> **TEXTE FOURNI**
--------------------
Puis sur son chef, cordiste lui aussi, mais en formation interne pour devenir conducteur de travaux. Selon la CAN, ce chef n’aurait pas dû laisser Régis procéder au déroctage. Il sera d’ailleurs licencié pour faute grave. Servant ainsi de fusible. Seulement, les prud’hommes le blanchiront de toute faute justifiant son licenciement. Renvoyant alors la CAN à ses responsabilités pénales.

L’entreprise avait déjà brillé en n’assumant pas ses responsabilités morales. Les dirigeants, à la suite de l’accident, ont imposé un mur de silence entre les salariés et les membres de la famille de Régis. Ceux-ci sont allés récupérer son véhicule et ses effets personnels sur un parking de supermarché mitoyen du siège de la CAN dans un silence glacial.

Plus tard, en 2021, lorsqu’ils ont voulu poser des questions légitimes aux dirigeants, ils se sont heurtés à un service de vigiles, et à une porte fermée à clef.

En 2022, Martine, la maman de Régis, est venue s’exprimer à la table ronde des championnats de France cordistes, qui réunit tout le gratin du métier. Aucun cadre de la CAN ne s’est manifesté à elle.

Pendant ce temps, la justice, avec son inexorable lenteur, a fait son travail. Dans le secret de ses méandres. Martine aura eu beau solliciter le procureur, aucun élément ne lui aura été fourni sur l’avancement du dossier. La famille a dû se raccrocher pendant ces six dernières années à des espoirs sans fondement. À une confiance très hypothétique en la justice.

Crédit photo : France 3 Côte d’Azur – JT 12/13 du 7 mars 2025

Les cordistes sont là !

La famille n’affrontera pas l’épreuve de la justice seule. Les cordistes sont là. En masse devant le tribunal judiciaire. Les effectifs s’étoffant à l’approche de l’heure du début de l’audience.

Ils seront dans la salle également. Tout au long des six heures de débats. Attentifs, discrets, dignes. Respectueux de la parole de chacun. Même si certaines déclarations des prévenus et déclamations de leurs avocats portent à l’indignation. Faisant bloc derrière Martine, Émilie et Jennifer, comme une force silencieuse. Occupant et remplissant tous les bancs de la travée de droite. Dessinant un contraste saisissant avec celle de gauche, que seuls les prévenus et leurs avocats occupent. Ainsi qu’une femme, l’air grave et figée, isolée au centre de la travée.
--------------------
> **CONSIGNES**
1. D'après le texte fourni, combien de temps les débats de l'audience ont-ils duré ?
2. Recopiez le passage du texte fourni qui commence aux mots « En 2022, Martine, la » et s'arrête après les mots « en la justice. ».

> **MATÉRIEL FOURNI**
--------------------
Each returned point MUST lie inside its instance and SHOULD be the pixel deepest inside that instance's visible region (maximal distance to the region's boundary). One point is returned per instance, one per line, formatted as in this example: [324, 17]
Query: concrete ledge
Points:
--------------------
> **RÉPONSES**
1. Six heures.

2.
En 2022, Martine, la maman de Régis, est venue s’exprimer à la table ronde des championnats de France cordistes, qui réunit tout le gratin du métier. Aucun cadre de la CAN ne s’est manifesté à elle.

Pendant ce temps, la justice, avec son inexorable lenteur, a fait son travail. Dans le secret de ses méandres. Martine aura eu beau solliciter le procureur, aucun élément ne lui aura été fourni sur l’avancement du dossier. La famille a dû se raccrocher pendant ces six dernières années à des espoirs sans fondement. À une confiance très hypothétique en la justice.